Supplied records:

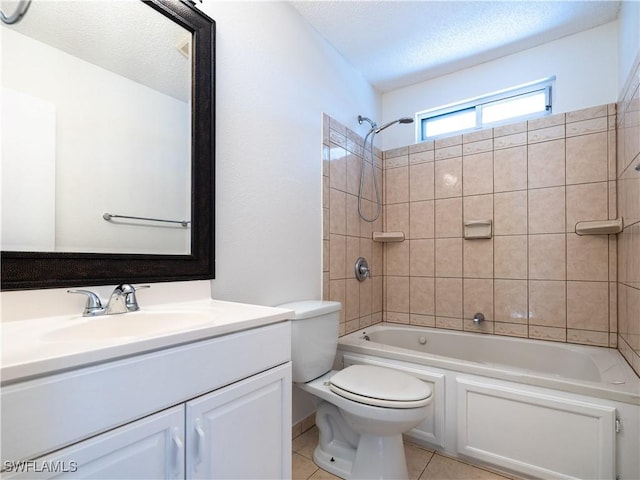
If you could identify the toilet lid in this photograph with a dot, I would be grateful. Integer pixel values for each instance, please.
(380, 387)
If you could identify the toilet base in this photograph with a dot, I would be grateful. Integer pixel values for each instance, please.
(344, 453)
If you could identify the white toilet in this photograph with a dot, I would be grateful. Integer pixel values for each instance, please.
(363, 410)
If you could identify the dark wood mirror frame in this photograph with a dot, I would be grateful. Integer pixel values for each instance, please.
(33, 270)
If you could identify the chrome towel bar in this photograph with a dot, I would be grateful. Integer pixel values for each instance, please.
(109, 216)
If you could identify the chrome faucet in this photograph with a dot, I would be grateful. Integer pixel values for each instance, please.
(122, 300)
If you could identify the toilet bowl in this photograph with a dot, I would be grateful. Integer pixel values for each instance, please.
(362, 410)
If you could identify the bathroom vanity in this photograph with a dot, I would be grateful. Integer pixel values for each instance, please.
(212, 400)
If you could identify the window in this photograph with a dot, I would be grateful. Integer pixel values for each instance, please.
(520, 103)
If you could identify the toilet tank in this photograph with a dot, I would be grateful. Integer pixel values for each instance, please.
(314, 337)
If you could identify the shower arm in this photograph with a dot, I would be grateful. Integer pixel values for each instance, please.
(21, 10)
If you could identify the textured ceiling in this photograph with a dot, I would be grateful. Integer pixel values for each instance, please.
(399, 43)
(124, 36)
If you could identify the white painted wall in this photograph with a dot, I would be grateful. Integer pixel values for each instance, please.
(585, 66)
(120, 147)
(629, 39)
(274, 78)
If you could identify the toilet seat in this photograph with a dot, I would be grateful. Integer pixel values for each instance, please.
(380, 387)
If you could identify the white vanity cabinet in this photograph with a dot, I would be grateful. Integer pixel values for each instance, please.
(217, 408)
(150, 448)
(240, 431)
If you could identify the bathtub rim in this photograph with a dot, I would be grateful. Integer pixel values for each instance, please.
(629, 392)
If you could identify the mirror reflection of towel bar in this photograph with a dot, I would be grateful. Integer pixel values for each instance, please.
(109, 216)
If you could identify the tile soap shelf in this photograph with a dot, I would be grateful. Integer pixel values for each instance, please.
(388, 237)
(600, 227)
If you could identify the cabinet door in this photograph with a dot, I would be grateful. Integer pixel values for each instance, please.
(242, 431)
(152, 448)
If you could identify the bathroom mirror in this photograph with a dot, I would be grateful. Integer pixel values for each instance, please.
(141, 111)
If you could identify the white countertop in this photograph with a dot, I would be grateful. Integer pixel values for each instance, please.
(41, 346)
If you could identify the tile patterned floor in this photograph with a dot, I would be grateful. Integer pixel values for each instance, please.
(423, 464)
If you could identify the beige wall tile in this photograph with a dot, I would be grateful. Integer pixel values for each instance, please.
(587, 113)
(448, 260)
(422, 320)
(477, 258)
(546, 122)
(396, 185)
(448, 213)
(587, 257)
(447, 152)
(629, 194)
(397, 217)
(477, 136)
(588, 306)
(584, 127)
(587, 158)
(478, 297)
(545, 134)
(510, 329)
(509, 141)
(448, 141)
(397, 296)
(477, 207)
(421, 182)
(377, 294)
(510, 169)
(510, 129)
(511, 301)
(449, 297)
(449, 323)
(473, 147)
(421, 147)
(586, 202)
(421, 219)
(421, 157)
(337, 211)
(422, 257)
(547, 258)
(365, 290)
(552, 334)
(353, 173)
(510, 213)
(422, 295)
(337, 256)
(477, 173)
(351, 305)
(587, 337)
(338, 293)
(352, 216)
(547, 210)
(448, 178)
(546, 164)
(547, 303)
(510, 257)
(397, 258)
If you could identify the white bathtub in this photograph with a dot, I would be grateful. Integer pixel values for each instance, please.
(516, 403)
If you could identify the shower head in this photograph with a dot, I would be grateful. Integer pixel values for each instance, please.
(400, 120)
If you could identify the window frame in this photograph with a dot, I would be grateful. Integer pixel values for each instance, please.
(545, 85)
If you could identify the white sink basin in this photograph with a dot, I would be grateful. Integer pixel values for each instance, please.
(126, 325)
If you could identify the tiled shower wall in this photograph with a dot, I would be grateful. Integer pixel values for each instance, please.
(629, 209)
(535, 278)
(345, 236)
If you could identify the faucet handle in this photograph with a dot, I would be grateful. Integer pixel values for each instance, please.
(129, 292)
(93, 305)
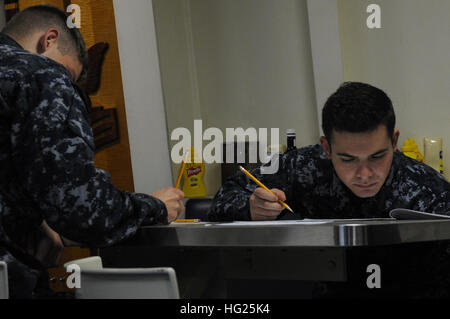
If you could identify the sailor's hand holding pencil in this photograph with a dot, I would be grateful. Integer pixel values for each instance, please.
(265, 204)
(173, 198)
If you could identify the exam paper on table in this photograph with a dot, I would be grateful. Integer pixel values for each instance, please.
(295, 222)
(272, 222)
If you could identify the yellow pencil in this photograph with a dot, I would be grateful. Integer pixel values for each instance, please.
(180, 173)
(262, 185)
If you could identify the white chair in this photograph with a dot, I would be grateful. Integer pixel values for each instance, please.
(4, 292)
(97, 282)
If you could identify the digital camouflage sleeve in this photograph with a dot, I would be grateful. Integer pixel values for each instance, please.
(47, 163)
(313, 190)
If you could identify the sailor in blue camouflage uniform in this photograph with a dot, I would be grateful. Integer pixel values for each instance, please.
(47, 175)
(355, 172)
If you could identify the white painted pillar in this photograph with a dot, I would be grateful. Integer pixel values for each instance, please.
(146, 118)
(326, 50)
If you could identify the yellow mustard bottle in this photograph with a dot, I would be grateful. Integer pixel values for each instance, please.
(411, 149)
(193, 176)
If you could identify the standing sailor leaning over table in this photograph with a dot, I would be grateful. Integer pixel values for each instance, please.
(48, 182)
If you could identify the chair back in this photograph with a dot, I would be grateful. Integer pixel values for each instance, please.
(97, 282)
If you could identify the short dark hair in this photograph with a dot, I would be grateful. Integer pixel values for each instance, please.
(357, 107)
(43, 17)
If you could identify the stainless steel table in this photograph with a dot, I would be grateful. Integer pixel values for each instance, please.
(290, 252)
(313, 233)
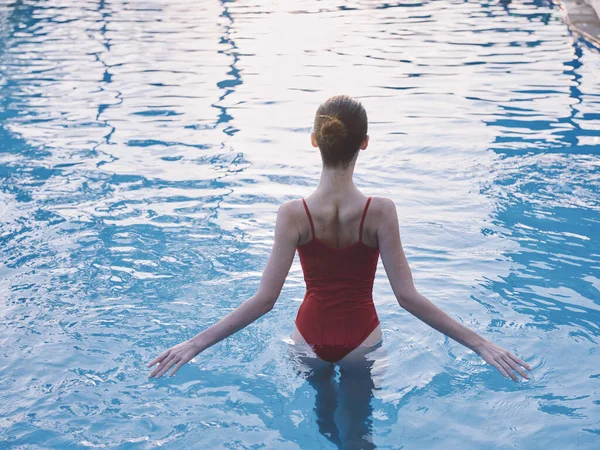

Problem: Reproduce the material word for word. Skip every picture it holds.

Reply:
If you could identify the toilet lid in this photograph with a dot, I would be grateful. Integer pixel values for each instance, please.
(380, 387)
If you could identify the toilet base in this photograph with a dot, I would be grateful. Integer pixel values for each instance, please.
(344, 453)
If you could identify the white toilet in this photograph with a dot, I would be grateful. Integer pixel values for each instance, please.
(363, 410)
If you could identify the dark wood mirror frame in this photograph with a dot, I would be grateful. Integer pixel values for each instance, please.
(33, 270)
If you could identify the chrome towel bar in this photograph with a dot, I would be grateful. Integer pixel values for each instance, please.
(109, 216)
If you could identify the chrome faucet in this photograph with a dot, I would be grateful. Integer pixel values for each instance, please.
(122, 300)
If you could identify the toilet bowl in this photograph with a dot, I would be grateful. Integer pixel values for each instance, please.
(362, 410)
If you could identify the bathroom vanity in this photograph with a dot, I would be grateful. Integer pixel values for each instance, please.
(212, 400)
If you could identify the window in this photograph with a dot, I would be grateful. Integer pixel values for each instance, please.
(520, 103)
If you could identify the toilet tank in this photograph with a dot, I would be grateful. Integer pixel values for each instance, please.
(314, 337)
If you could identify the shower arm in this photograph with a dot, I would be grateful. Integer pixel values for each instance, please.
(21, 10)
If you could identify the textured ceiling in this photograph with a dot, I would be grateful. Integer pixel values for each instance, please.
(399, 43)
(124, 36)
If you could identify the white painted wall in this photograph with a dot, I would be grateful. Integer pixel values for each instance, please.
(585, 66)
(120, 147)
(629, 39)
(274, 78)
If you could identify the toilet seat in this photograph with a dot, I would be grateful. Integer pixel values for each instance, please.
(380, 387)
If you could identify the white vanity cabinet in this photograph with a dot, I would be grateful. Integer pixel values for each instance, please.
(217, 408)
(150, 448)
(240, 431)
If you could identify the bathtub rim in this photograph with a dot, I would be grateful. Integer pixel values for each instance, please.
(629, 392)
If you could identify the mirror reflection of towel bar in this photograph with a dot, I would be grateful. Integer pixel values for each instance, please.
(109, 216)
If you could identify the tile soap shelf in this photograph with a dot, I would be grateful. Integer pixel values for each instance, please.
(388, 237)
(600, 227)
If you could identify the cabinet door in this photograph with a dot, I would be grateful. Integer pixel values for each instance, please.
(242, 431)
(152, 448)
If you could identify the bathroom mirror in this photograph with a dot, I would be grateful. Integer pixel values for each instance, please.
(141, 111)
If you could identify the white countertop in this photograph with a dot, I would be grateful. Integer pixel values for each instance, please.
(41, 346)
If you could identify the tile patterned floor in this photograph with a dot, I would be grateful. Integer pixel values for each instance, please.
(423, 464)
If you could identify the beige wall tile in this photograph with a dot, I would be grateful. Integer pixel values for each instance, please.
(587, 113)
(448, 260)
(422, 320)
(477, 258)
(546, 122)
(396, 185)
(448, 213)
(587, 257)
(447, 152)
(629, 194)
(397, 217)
(477, 136)
(588, 306)
(584, 127)
(587, 158)
(478, 297)
(545, 134)
(510, 329)
(509, 141)
(448, 141)
(397, 296)
(477, 207)
(421, 182)
(377, 294)
(510, 169)
(510, 129)
(511, 301)
(449, 297)
(449, 323)
(473, 147)
(421, 147)
(586, 202)
(421, 219)
(421, 157)
(337, 211)
(422, 257)
(547, 258)
(365, 290)
(552, 334)
(353, 173)
(510, 213)
(422, 295)
(337, 256)
(477, 173)
(351, 305)
(587, 337)
(338, 293)
(352, 216)
(547, 210)
(448, 178)
(546, 164)
(547, 303)
(510, 257)
(397, 258)
If you could identify the white bathtub in this photograph with a dot, I would be grateful. Integer pixel values for each instance, please.
(516, 403)
If you could identify the shower head in this photograph with a dot, I would be grateful. Integer pixel values for each instance, please.
(400, 120)
If you could identify the window frame in this photograph with a dot, I would be grateful. Integer pixel values for each instance, please.
(545, 85)
If you could identify the white sink basin in this photograph with a dot, I would be grateful. Integer pixel values for each instance, please.
(126, 325)
If you could identify the tiled shower wall in this photograph with a dot, I would be grateful. Integer pixel values for each instance, please.
(629, 209)
(535, 278)
(345, 236)
If you could identify the faucet handle in this photograph with a dot, I would be grateful. Integer pixel values for each instance, please.
(129, 292)
(93, 305)
If you could identify the sailor's hand holding pencil in this photograph with a dot, I would be grateful. Integer pixel values for each instance, please.
(265, 204)
(173, 198)
If you could identify the exam paper on table in this photograph with a dot, I would be grateful. Integer pixel values for each instance, please.
(295, 222)
(272, 222)
If you could identify the yellow pencil in this photograph with a dot, I would be grateful. Integer pixel values for each instance, please.
(180, 173)
(262, 185)
If you could identify the white chair in this photograph with a dot, I would be grateful. Integer pixel values for each instance, please.
(4, 292)
(97, 282)
If you could identify the digital camouflage sleeve in this photograph with a dot, I would be grateful. Integer pixel values for each instance, please.
(47, 163)
(313, 190)
If you could identify the sailor in blue camouflage uniform in this photograph with a dot, I would be grateful. Integer pixel values for each instance, please.
(47, 175)
(355, 172)
If you could identify the white painted pillar in this photograph with a dot, I would be grateful. Integer pixel values for each instance, please.
(146, 118)
(326, 50)
If you could identify the yellow mustard bottle in this photograph with a dot, I would be grateful. Integer pixel values for each instance, please.
(411, 149)
(193, 176)
If you could identify the standing sailor leaning over table in this photograph with a dot, I would be grateful. Integer pixel values for each instance, please.
(48, 182)
If you could identify the chair back in this photograph with a dot, I would be grateful. Integer pixel values for each instance, please.
(97, 282)
If you could identify the short dark hair in this photograph with a dot, I would be grateful. Integer pixel values for each instance, please.
(357, 107)
(43, 17)
If you could identify the stainless steel table in this photograph with a dot, I would be grateful. Integer pixel values for each instance, please.
(290, 252)
(313, 233)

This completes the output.